=== Excerpt to read ===
Opera GO is an operatic scavenger hunt which sets out to take the audience on a journey through Luxembourg City to playfully discover opera through Augmented Reality (AR), with several performances throughout March and April, starting at De Gudde Wëllen in Luxembourg-Grund.

This quirky, playful walkabout experience mixing live performance and Augmented Reality starts as a celebration of creativity with live music loosely based on Ambroise Thomas’ Le songe d’une nuit d’été and Mozart’s Zauberflöte at De Gudde Wëllen.

Shakespeare’s bon-vivant Falstaff is celebrating creativity and the arts at his favourite local bar. As the party is in full swing, Mozart’s Queen of the Night appears, shocked to find that her dear operas have (literally) flown out the window. She relies on the audience’s bravery to go on a quest through the city to get her beloved operas back.

The participants are sent out to free Eurydice from the underworld and to put back into order an aria of The Barber of Seville that’s been scattered in front of the Grand Ducal Palace. Participants will have to pass through a virtual maze, and further on, a magical forest appears once they hit the right rhythm.

According to the organisers, theatre itself is a kind of virtual or extended reality where viewers go to a space to experience something that overwrites their daily experience. The use of XR in performing arts thus simply provides an extension of the kind of experience that theatre already invites its audiences to explore.
=== Rows ===
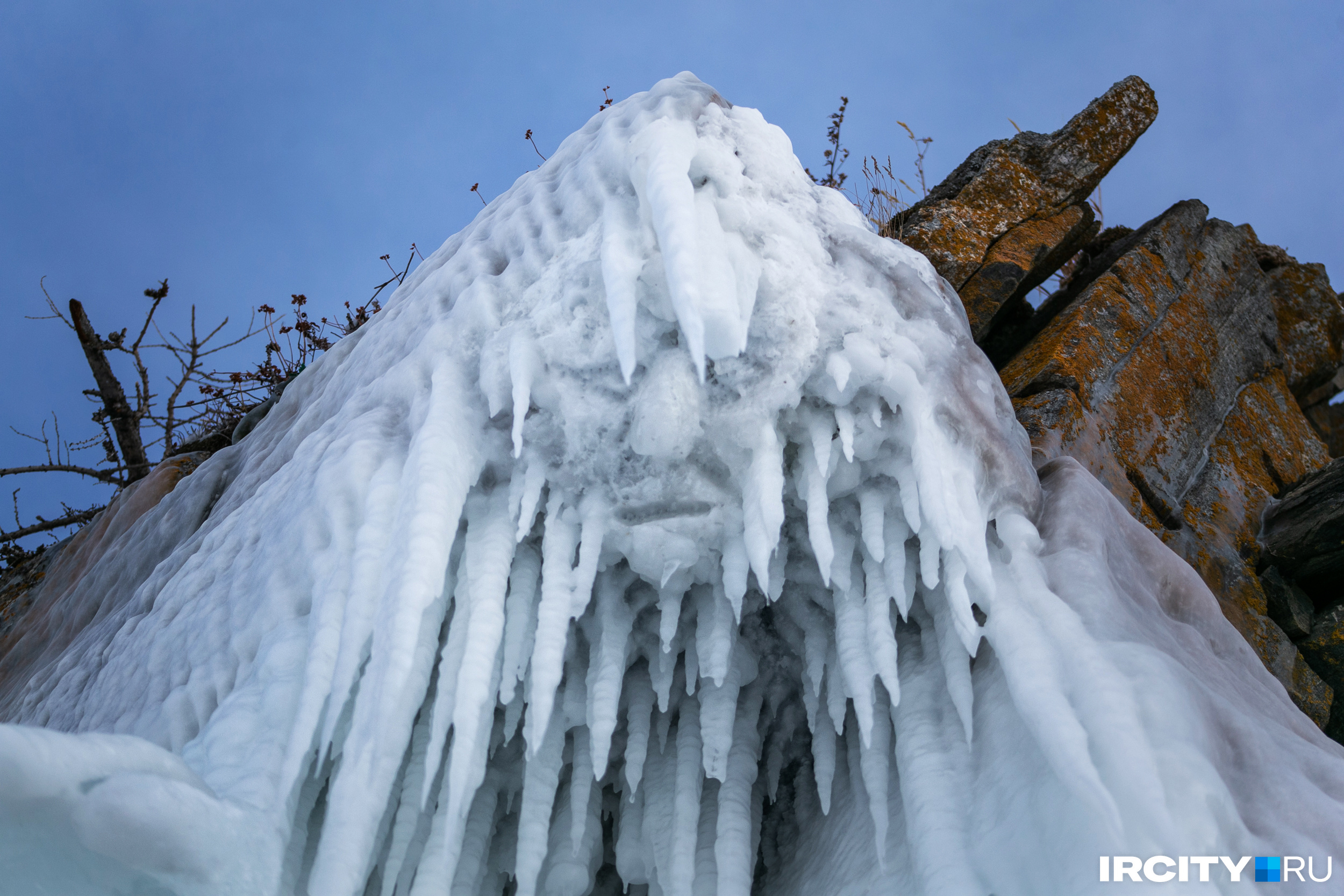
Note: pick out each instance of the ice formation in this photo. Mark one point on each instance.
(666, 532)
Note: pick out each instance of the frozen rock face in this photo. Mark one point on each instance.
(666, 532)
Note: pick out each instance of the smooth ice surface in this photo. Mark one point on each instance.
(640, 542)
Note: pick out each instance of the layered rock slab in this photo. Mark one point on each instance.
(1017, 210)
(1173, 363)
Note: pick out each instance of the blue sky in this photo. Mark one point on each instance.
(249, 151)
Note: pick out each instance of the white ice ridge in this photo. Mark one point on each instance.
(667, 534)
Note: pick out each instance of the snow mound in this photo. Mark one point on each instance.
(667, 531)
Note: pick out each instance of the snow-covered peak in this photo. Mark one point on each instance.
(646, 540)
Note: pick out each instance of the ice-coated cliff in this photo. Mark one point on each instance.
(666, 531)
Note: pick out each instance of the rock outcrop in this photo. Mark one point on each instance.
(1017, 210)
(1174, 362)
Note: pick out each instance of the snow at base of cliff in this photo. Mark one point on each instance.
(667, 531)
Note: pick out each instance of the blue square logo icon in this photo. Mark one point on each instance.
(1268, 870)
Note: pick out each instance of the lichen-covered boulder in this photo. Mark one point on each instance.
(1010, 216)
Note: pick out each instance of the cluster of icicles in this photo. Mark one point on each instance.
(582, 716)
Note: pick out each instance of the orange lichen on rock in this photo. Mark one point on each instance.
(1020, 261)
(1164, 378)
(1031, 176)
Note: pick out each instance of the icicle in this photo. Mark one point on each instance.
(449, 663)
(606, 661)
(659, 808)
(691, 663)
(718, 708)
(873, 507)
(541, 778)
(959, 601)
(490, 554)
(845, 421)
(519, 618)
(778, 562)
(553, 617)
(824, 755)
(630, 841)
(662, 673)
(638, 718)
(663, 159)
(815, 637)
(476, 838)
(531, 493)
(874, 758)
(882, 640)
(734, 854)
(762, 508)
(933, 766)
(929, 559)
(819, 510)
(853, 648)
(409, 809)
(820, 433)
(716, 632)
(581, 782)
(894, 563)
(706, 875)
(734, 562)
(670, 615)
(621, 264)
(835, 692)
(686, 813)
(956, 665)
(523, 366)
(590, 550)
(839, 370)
===
Reproduce the part of the piece on Opera GO that begins at the words "The participants are" and stops after the words "audiences to explore.".

- Finished task:
The participants are sent out to free Eurydice from the underworld and to put back into order an aria of The Barber of Seville that’s been scattered in front of the Grand Ducal Palace. Participants will have to pass through a virtual maze, and further on, a magical forest appears once they hit the right rhythm.

According to the organisers, theatre itself is a kind of virtual or extended reality where viewers go to a space to experience something that overwrites their daily experience. The use of XR in performing arts thus simply provides an extension of the kind of experience that theatre already invites its audiences to explore.